**Teks Sumber**
Mogok
di Hari Pertama,
100
Km/Jam Hari-Hari Berikutnya
Dahlan
Iskan ; Menteri
Negara BUMN
JAWA
POS, 23 Juli 2012
"MOGOK
lagi ya, Pak?" tanya seorang wartawan melalui SMS. Rupanya, sekitar pukul
17.00 itu Twitter
sudah ramai berkicau bahwa uji coba hari kedua mobil listrik Ahmadi ini mogok
lagi. Bukan main senangnya mereka yang berharap proyek mobil listrik itu gagal.
Maka, untuk menambah kegembiraan itu, saya pun menjawab sekenanya: Mogoooooook! Hehehe!
Saat itu sebenarnya uji coba belum dimulai. Jam-jam itu (Selasa, 17 Juli 2012) saya masih bersama wartawan di restoran di Depok, 2 km dari workshop milik Dasep Ahmadi. Uji coba baru akan dimulai pukul 19.00. Memang awalnya uji coba dilakukan pada pukul 15.00. Yakni, setelah saya kembali dari mengikuti Bapak Presiden SBY menghadiri HUT GP Ansor di Solo.
Begitu tiba di Depok, ternyata mobil belum siap. Belum mulai di-charge. Bahkan, belum bisa di-charge. Masih ada persoalan yang belum terpecahkan: Mengapa charging-nya tidak berfungsi. Beberapa teknisi (anak-anak lulusan SMK, D-3, dan madrasah aliyah) masih mencari-cari di mana kabel yang tidak nyambung. Dasep Ahmadi, pencipta mobnas listrik itu, terlihat batuk-batuk kecil. Wajahnya kusut dan rambutnya berantakan.

**Data Hasil Ekstraksi**
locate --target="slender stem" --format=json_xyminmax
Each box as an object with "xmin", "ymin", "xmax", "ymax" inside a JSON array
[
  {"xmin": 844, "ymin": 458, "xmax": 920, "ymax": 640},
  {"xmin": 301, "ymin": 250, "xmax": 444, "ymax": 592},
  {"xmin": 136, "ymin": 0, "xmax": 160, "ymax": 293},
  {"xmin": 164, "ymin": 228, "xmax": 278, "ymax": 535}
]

**Yang Diminta**
Tuliskan kembali secara persis bagian teks tentang uji coba mobil listrik, dimulai dari kata-kata yang memuat "Begitu tiba di" dan berhenti setelah "dan rambutnya berantakan.". Entri-entri di atas tidak diperlukan di sini.

**Hasil Latihan**
Begitu tiba di Depok, ternyata mobil belum siap. Belum mulai di-charge. Bahkan, belum bisa di-charge. Masih ada persoalan yang belum terpecahkan: Mengapa charging-nya tidak berfungsi. Beberapa teknisi (anak-anak lulusan SMK, D-3, dan madrasah aliyah) masih mencari-cari di mana kabel yang tidak nyambung. Dasep Ahmadi, pencipta mobnas listrik itu, terlihat batuk-batuk kecil. Wajahnya kusut dan rambutnya berantakan.